READING TEXT:

━━━

Applications and exercises

We are going to ask you do do a bunch of things now that will (hopefully) teach you some stuff about the coalescent process AND more about msprime.

You will have to look things up in the msprime documentation:

http://msprime.readthedocs.io

Demographic processes

We are going to look at what various demographic processes do to data.

We will first look at the effects on trees and then the effects on "data", by which we mean a genotype matrix of simulated SNP data.

Population growth

What is the effect of recent growth on genetic variation?

Model has one or, optionally, two paramters:

  1. The growth rate
  2. The time in the past when growth started

Questions

What is the effect of varying these parameters on the following quantities:

  • Total time on the tree
  • TMRCA
  • The mean time leading to sample lineages

Hints

  • It is fine to simulate without recombination. With recombination, the solutions use the same logic, but require taking the weighted average of results over trees, where the weights are the relative segments lengths.

━━━

Referring expression data:
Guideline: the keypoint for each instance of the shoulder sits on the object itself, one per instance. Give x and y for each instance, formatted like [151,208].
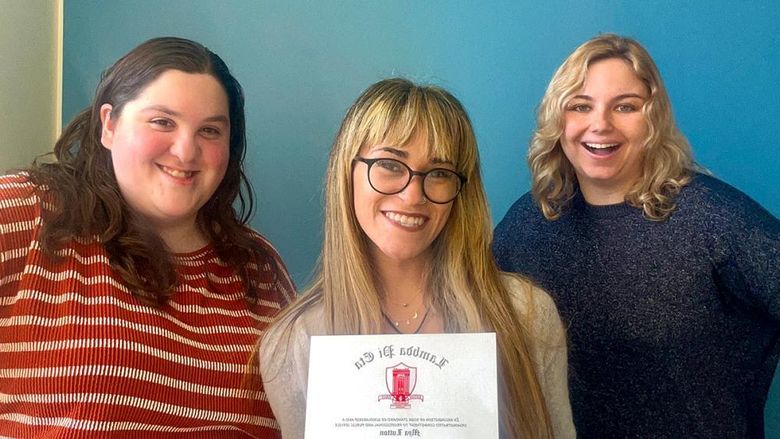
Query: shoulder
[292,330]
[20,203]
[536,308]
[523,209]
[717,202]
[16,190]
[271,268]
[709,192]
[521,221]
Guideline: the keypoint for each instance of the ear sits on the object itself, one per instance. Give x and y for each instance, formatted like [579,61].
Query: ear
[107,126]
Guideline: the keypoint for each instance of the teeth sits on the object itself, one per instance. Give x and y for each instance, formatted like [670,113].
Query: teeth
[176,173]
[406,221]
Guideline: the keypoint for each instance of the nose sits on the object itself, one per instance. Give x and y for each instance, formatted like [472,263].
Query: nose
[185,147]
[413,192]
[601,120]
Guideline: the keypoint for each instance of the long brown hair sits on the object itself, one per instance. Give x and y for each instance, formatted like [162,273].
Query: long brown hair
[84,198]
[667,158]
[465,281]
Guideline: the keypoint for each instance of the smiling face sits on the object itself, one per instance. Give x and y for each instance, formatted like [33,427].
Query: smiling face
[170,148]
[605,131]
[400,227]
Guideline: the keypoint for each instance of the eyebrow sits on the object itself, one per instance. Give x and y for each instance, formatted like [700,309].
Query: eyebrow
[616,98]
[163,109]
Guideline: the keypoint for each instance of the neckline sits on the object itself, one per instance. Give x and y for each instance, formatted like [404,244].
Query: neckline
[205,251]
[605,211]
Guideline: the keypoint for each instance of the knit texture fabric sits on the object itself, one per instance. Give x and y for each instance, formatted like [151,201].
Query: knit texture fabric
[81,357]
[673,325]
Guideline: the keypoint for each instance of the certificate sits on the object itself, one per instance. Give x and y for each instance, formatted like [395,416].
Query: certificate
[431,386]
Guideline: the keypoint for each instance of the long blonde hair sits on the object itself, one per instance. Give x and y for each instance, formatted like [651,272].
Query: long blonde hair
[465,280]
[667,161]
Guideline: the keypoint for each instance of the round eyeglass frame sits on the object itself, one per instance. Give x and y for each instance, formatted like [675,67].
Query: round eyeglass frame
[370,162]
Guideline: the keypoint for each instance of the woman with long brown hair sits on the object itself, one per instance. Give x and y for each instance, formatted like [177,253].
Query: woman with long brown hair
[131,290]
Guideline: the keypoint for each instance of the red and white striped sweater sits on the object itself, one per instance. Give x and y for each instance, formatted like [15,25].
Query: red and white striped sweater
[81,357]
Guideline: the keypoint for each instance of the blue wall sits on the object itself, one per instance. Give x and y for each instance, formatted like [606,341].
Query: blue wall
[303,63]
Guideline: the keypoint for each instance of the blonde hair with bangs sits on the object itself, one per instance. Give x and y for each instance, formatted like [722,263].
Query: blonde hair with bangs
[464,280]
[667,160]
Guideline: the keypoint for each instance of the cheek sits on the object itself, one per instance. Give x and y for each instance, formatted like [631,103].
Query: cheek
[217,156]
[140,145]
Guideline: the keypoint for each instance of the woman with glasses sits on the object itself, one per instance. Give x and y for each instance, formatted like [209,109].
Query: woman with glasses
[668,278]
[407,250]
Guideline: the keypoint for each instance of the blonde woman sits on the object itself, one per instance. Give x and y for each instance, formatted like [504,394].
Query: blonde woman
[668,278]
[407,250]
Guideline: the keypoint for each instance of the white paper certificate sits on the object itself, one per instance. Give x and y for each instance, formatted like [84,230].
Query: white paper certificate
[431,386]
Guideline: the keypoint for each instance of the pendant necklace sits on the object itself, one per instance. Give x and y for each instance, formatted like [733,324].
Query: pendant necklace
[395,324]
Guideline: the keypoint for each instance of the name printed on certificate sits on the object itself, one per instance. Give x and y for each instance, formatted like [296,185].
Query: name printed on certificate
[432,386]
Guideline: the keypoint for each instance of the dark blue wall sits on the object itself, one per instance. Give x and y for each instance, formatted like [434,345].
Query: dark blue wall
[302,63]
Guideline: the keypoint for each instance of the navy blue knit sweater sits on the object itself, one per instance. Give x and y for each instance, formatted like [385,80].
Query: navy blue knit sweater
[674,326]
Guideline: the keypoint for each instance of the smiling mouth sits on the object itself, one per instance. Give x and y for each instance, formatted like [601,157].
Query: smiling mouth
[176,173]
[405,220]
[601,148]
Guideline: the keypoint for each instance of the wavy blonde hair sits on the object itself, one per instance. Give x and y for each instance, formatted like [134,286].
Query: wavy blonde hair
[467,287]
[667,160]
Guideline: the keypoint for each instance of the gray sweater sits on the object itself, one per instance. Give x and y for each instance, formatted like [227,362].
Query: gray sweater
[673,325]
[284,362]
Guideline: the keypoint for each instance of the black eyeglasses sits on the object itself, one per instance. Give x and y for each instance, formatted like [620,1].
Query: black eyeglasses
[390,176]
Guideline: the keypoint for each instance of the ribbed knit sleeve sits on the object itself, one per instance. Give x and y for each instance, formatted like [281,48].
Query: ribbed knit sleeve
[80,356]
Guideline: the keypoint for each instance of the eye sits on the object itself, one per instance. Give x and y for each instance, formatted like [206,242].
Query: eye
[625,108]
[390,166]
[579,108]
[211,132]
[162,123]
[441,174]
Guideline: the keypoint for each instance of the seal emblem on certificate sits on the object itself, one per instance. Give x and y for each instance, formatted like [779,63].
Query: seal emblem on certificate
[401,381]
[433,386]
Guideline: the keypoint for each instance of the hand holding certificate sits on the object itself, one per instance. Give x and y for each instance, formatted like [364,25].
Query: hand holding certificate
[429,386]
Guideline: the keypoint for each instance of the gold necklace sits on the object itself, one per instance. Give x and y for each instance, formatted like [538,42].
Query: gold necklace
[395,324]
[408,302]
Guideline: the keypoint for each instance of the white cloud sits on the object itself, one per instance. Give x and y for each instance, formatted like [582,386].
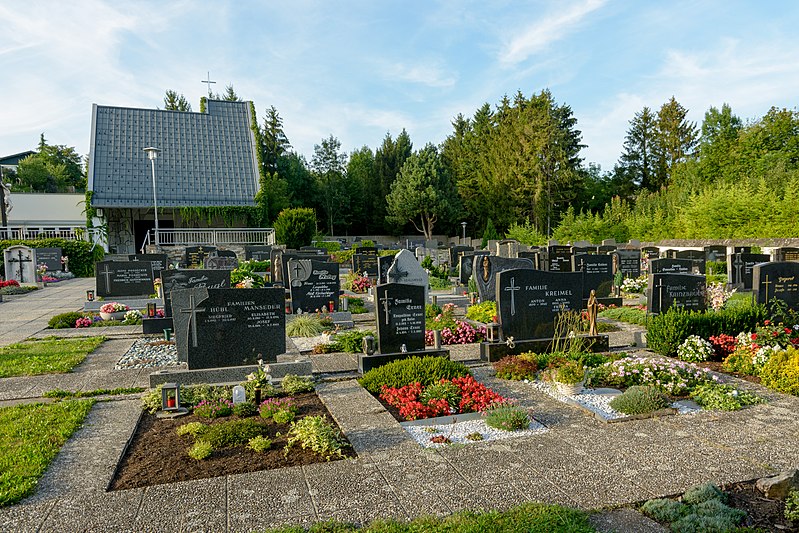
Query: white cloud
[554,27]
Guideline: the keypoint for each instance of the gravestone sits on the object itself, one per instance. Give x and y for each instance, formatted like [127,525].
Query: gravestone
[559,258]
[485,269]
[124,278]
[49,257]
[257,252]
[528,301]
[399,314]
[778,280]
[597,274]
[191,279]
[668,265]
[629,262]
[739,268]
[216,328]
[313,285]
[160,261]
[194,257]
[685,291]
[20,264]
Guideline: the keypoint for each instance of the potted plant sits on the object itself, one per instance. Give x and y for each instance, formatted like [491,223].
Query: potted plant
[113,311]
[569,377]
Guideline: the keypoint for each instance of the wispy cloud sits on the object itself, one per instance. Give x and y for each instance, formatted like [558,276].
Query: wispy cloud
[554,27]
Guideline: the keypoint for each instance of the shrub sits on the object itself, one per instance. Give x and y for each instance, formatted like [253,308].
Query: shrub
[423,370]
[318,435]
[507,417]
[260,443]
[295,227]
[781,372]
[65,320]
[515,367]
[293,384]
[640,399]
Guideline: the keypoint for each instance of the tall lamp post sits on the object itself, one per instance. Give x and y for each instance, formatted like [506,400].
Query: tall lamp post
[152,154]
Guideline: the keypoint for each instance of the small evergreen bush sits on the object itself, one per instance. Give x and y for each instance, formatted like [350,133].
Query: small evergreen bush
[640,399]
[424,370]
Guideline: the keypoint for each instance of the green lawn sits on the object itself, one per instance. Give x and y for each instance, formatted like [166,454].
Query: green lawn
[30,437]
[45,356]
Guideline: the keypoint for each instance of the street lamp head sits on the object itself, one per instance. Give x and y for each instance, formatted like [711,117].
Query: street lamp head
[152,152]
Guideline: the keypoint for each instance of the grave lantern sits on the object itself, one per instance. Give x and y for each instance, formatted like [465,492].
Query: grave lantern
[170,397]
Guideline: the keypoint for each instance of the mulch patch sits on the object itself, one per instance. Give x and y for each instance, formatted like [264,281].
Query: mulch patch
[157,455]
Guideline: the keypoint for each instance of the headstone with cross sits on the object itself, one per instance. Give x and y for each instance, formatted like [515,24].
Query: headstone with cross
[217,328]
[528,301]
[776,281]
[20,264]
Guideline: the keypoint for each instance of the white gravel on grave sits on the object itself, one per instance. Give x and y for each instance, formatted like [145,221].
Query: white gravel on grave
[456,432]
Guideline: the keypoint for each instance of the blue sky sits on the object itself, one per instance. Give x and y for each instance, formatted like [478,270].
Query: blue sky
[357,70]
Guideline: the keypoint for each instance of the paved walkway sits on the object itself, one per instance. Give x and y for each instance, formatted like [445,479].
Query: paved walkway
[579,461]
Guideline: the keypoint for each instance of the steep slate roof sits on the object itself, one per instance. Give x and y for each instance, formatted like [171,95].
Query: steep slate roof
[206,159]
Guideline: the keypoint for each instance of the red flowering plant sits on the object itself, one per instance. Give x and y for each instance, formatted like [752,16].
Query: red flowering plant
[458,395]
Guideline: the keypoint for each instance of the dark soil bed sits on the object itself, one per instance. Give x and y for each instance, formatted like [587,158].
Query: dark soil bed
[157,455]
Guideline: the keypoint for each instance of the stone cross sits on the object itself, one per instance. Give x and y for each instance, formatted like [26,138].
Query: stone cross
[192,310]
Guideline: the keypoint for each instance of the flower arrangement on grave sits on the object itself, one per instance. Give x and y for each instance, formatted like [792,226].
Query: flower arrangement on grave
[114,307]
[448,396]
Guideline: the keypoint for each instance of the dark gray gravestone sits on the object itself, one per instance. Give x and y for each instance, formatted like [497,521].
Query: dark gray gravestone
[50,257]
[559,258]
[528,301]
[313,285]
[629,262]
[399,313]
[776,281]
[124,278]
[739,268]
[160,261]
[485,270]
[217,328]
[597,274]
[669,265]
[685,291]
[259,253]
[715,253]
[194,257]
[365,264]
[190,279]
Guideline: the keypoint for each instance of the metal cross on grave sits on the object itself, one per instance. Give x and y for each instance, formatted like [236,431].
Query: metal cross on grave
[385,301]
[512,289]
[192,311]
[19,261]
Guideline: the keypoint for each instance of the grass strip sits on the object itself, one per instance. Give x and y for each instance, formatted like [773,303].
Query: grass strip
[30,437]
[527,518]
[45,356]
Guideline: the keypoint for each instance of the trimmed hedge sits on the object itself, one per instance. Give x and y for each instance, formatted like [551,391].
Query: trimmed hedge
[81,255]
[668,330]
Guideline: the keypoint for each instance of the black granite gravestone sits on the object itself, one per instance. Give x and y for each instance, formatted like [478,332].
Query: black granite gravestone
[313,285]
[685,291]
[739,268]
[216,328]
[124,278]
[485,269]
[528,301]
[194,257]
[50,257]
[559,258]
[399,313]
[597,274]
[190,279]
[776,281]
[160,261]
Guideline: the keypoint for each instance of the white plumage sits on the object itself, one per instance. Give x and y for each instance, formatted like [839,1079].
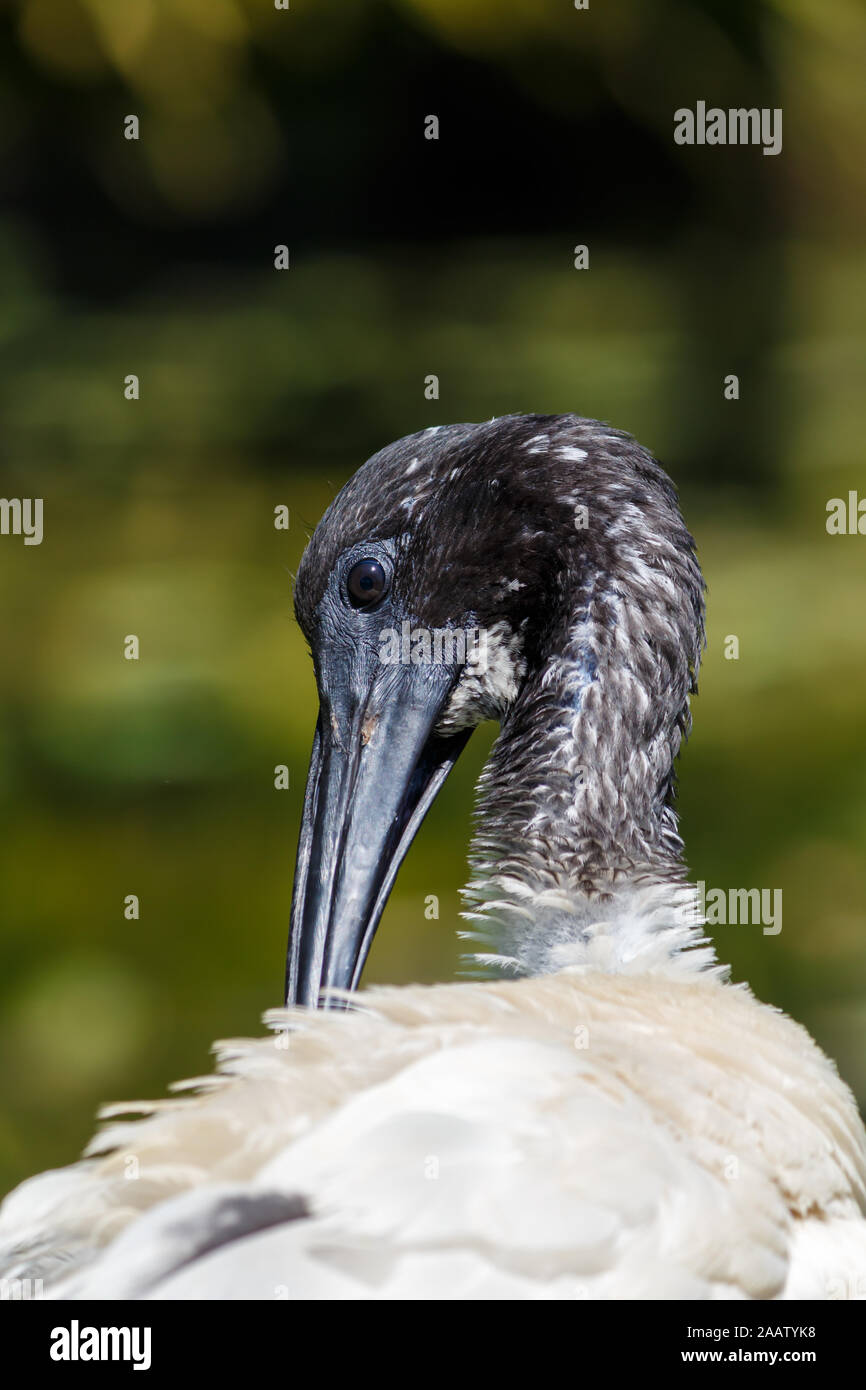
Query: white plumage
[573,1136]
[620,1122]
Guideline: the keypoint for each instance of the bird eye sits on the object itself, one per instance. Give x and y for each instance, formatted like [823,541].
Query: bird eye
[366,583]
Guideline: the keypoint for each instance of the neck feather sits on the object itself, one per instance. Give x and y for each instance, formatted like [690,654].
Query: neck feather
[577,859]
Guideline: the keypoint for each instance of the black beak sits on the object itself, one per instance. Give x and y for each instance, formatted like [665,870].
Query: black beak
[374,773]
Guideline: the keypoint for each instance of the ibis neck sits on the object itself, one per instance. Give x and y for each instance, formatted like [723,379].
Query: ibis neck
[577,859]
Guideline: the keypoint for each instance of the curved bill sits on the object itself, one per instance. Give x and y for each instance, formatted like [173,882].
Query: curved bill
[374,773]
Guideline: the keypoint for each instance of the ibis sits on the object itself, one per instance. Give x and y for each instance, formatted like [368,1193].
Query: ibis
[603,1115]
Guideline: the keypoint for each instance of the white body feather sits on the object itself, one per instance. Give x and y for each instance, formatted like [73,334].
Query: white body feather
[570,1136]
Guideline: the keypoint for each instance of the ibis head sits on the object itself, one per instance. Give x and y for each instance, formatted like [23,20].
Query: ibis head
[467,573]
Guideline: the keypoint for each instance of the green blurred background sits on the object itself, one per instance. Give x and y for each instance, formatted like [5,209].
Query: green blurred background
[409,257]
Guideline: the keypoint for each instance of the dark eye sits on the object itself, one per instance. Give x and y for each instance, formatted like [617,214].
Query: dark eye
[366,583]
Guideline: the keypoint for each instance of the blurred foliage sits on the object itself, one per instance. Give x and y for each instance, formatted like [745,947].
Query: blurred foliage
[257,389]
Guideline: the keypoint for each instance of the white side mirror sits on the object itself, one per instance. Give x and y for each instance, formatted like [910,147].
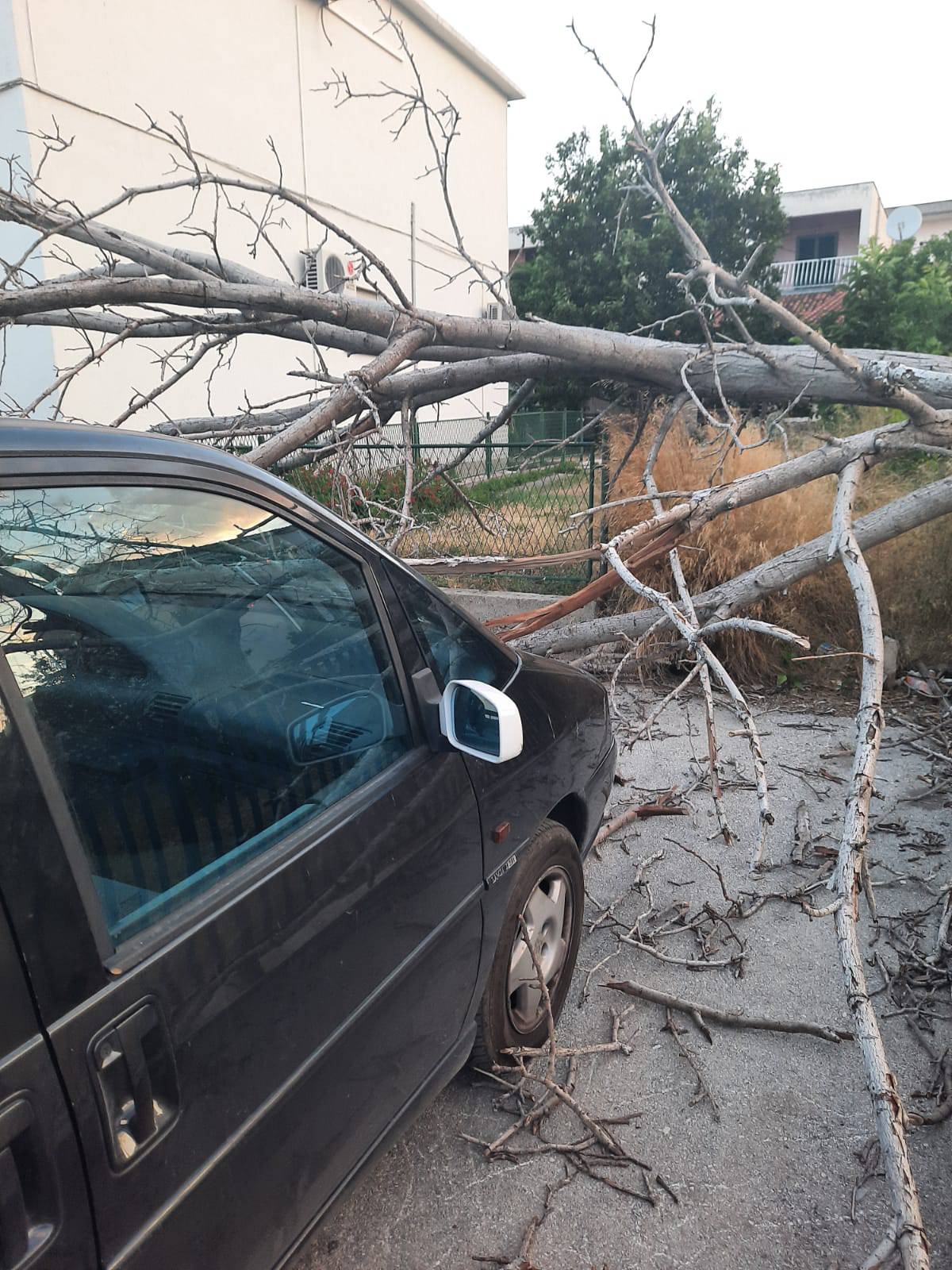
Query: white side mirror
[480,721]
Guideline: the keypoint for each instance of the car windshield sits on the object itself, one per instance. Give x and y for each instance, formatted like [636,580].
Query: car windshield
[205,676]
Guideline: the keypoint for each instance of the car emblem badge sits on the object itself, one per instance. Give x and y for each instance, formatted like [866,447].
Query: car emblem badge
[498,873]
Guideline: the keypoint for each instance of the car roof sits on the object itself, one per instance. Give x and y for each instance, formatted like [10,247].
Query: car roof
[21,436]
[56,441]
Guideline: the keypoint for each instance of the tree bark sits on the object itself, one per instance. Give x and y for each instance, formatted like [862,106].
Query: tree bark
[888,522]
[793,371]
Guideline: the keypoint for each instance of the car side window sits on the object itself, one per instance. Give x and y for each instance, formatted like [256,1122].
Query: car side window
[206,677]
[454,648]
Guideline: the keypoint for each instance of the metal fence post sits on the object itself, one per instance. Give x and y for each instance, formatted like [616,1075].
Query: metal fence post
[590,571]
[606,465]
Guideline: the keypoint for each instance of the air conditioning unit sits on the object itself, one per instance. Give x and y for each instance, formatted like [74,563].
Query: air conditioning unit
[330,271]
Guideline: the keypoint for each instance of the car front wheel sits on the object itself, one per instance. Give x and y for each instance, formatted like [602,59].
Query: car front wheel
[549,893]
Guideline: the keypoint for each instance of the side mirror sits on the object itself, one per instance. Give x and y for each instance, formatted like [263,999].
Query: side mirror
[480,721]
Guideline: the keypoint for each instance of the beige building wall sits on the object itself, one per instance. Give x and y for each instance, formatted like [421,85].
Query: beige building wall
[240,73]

━━━

TASK SET:
(A) In the msprime exercise text, what does the word "data" refer to?
(B) Please carry on the msprime exercise text from its last sentence.

RESULTS FOR EACH TASK:
(A) A genotype matrix of simulated SNP data.

(B)
  • The functions you need are in the previous set of slides...
  • ...except for growth rates, which you need to find in the msprime manual.

Population bottlenecks

  1. How do you simulate them?
  2. Does "simple stepwise" recovery differ appreciably from exponential growth?
  3. It is often claimed that two parameters of the bottleneck model (the reduction in $N_e$ and the duration) may be replaced with their ratio, representing a single "severity" parameter. How would you verify that claim (and does it hold?)

Ancient samples

  1. How do you code them up?
  2. How do you compare them to "modern" samples when processing the output?